_WHAT THE EXERCISE ASKS_. In the passage about a first solo church visit, why did the narrator accept every invitation to worship? Answer in one to three sentences.

Start of PROVIDED PASSAGE

The first time I ever went on my own to church was not for the grace of God.

It was for a boy.
The Cute Boy.

Amazing Grace, how sweet the sound,
That saved a wretch like me….
I once was lost but now am found,
Was blind, but now, I see.

I spotted him at school in our junior high hallways, and then saw him again one Sunday when I tagged along with a friend and her family to the Methodist Church.  Once I knew where he went to church I accepted every invitation ever extended to worship.

Problem was, I was worshipping a really cute boy sitting a few pews behind me.  I know, it’s sad that a boy (who didn’t know I existed) led me to church.

T’was Grace that taught…
my heart to fear.
And Grace, my fears relieved.
How precious did that Grace appear…
the hour I first believed.

Today, as I sat in the second pew of the Union Chapel, in Oak Bluffs, I remembered the boy who first led me to church — that is, freely and of my own volition.

End of PROVIDED PASSAGE
Start of GIVEN ENTRIES

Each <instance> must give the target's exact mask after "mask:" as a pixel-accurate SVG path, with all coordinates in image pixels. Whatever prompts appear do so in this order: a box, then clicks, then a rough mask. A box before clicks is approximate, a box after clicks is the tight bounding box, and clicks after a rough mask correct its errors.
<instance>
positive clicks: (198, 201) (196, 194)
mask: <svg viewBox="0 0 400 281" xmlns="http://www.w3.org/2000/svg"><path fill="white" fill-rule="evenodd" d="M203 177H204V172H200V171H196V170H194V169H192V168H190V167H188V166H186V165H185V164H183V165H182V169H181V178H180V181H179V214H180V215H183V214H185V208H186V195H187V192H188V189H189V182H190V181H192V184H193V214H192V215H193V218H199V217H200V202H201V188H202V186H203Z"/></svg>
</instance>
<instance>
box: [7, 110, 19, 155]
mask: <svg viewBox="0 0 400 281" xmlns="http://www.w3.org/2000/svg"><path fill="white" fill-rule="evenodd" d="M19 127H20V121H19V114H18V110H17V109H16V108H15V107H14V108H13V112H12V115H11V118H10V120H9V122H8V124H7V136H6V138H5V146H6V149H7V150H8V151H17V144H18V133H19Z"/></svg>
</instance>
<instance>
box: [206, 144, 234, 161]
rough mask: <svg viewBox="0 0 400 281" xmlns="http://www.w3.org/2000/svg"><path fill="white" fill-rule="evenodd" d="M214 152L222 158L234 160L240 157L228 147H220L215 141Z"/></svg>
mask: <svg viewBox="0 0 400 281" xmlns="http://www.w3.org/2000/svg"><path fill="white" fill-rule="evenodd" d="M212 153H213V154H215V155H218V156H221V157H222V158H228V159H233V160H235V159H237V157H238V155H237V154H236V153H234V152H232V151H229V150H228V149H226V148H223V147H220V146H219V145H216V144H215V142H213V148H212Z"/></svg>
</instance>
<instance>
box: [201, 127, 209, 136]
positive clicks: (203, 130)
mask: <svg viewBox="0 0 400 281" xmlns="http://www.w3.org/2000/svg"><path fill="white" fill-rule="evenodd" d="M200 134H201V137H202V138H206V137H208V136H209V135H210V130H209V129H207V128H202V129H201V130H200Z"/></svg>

End of GIVEN ENTRIES

_EXPECTED ANSWER_. The narrator had spotted a cute boy in the junior high hallways and then saw him at the Methodist Church. Once the narrator knew where he attended, every invitation was a chance to be near him, so the real object of worship was the boy a few pews behind, not God.